◆ Given request
Find every line in the rows below that contains the string "wooden" and copy each such line in full. Case counts.

%%

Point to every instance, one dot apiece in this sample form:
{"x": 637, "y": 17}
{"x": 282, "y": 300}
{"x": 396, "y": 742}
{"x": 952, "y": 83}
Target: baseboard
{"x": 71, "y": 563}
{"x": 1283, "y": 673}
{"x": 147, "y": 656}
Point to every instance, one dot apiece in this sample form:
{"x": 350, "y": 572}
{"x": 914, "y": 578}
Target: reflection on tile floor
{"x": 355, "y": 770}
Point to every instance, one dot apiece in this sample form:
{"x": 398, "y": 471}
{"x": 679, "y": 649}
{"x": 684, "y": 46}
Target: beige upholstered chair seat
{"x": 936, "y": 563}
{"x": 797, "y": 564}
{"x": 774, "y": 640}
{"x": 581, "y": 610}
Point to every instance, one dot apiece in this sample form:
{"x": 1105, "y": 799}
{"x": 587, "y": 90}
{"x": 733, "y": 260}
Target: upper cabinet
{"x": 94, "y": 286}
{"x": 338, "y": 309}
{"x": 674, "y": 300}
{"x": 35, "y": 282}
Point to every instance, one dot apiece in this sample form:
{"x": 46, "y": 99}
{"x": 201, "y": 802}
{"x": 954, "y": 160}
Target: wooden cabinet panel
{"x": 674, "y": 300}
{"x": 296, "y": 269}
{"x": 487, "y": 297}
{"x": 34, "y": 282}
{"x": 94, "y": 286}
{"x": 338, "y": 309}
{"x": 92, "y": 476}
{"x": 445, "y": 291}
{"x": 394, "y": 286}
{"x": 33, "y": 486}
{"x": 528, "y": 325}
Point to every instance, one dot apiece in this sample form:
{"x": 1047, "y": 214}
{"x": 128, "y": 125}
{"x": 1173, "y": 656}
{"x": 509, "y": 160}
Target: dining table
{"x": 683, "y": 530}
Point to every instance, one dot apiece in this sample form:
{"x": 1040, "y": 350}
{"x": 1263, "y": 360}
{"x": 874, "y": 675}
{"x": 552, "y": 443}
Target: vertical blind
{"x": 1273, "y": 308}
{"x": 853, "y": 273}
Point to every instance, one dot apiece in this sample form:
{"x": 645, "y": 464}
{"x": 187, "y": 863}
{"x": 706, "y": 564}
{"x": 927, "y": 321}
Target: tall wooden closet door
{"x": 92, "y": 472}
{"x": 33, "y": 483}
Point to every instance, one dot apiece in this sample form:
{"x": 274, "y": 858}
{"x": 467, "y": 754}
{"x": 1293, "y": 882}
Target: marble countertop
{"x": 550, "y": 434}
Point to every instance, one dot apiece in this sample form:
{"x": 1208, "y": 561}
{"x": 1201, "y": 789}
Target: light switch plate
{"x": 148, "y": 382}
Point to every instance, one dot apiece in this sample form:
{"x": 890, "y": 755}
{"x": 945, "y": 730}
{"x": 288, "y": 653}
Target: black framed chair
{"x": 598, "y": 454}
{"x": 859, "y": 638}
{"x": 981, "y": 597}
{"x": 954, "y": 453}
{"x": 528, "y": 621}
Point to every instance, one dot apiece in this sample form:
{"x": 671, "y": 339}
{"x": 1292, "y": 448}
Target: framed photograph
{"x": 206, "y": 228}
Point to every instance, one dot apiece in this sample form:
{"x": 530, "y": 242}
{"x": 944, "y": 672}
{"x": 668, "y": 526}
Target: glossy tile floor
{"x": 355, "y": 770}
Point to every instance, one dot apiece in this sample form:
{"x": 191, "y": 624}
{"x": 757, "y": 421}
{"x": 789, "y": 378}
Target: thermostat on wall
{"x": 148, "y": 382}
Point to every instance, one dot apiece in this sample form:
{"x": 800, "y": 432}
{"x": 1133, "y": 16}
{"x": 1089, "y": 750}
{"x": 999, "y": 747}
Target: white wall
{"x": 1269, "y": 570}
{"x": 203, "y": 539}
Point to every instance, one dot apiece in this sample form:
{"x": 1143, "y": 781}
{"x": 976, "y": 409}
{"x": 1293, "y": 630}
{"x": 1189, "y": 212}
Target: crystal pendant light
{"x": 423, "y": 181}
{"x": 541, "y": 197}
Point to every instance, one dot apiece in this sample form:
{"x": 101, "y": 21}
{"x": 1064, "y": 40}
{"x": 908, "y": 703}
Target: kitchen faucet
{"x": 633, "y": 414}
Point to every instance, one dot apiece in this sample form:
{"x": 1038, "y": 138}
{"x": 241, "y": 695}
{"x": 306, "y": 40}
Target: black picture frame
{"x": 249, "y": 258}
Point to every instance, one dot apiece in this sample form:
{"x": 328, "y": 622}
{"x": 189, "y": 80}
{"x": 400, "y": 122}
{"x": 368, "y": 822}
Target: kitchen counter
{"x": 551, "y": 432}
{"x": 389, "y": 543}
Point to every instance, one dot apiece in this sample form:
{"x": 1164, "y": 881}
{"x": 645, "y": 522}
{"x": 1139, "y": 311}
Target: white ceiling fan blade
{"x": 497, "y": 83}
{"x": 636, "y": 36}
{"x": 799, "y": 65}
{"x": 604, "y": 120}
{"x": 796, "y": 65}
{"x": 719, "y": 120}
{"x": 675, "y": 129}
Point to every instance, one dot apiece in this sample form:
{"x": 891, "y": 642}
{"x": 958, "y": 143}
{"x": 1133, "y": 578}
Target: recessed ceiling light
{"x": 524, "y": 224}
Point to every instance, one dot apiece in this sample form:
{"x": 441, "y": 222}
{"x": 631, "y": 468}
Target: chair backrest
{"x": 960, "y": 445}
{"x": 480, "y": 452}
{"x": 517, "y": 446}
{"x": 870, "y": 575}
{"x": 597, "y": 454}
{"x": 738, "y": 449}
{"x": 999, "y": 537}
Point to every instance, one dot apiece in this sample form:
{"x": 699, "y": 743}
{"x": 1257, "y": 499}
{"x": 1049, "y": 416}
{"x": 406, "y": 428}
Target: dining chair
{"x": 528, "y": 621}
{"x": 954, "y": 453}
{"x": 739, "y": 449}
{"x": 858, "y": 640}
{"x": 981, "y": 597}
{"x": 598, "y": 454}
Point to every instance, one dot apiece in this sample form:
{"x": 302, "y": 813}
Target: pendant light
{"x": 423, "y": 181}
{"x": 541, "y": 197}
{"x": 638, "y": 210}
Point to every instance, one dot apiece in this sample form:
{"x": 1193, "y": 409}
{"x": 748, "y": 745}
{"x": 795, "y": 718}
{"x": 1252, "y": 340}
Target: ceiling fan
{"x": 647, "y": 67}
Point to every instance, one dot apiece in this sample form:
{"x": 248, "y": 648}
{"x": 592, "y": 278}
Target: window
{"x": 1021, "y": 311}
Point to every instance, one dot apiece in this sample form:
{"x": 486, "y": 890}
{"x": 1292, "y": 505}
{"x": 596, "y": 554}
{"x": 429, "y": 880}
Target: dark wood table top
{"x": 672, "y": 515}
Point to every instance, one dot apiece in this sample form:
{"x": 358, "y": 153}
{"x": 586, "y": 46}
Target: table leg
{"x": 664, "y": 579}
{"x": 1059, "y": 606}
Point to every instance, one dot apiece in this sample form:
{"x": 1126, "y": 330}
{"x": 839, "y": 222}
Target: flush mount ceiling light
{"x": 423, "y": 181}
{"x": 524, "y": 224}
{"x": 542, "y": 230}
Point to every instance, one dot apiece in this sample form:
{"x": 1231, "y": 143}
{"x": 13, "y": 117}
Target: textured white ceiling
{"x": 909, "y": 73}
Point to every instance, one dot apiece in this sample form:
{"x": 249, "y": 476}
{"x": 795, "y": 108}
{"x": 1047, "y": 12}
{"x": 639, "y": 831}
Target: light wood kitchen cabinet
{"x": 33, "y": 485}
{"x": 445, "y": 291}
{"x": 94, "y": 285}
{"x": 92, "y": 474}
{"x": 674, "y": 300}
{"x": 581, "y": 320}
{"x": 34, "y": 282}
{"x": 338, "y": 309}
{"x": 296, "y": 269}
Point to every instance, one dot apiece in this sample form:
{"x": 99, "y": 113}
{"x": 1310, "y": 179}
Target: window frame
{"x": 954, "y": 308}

%%

◆ The reply
Target: wooden cabinet panel
Target: tall wooden closet door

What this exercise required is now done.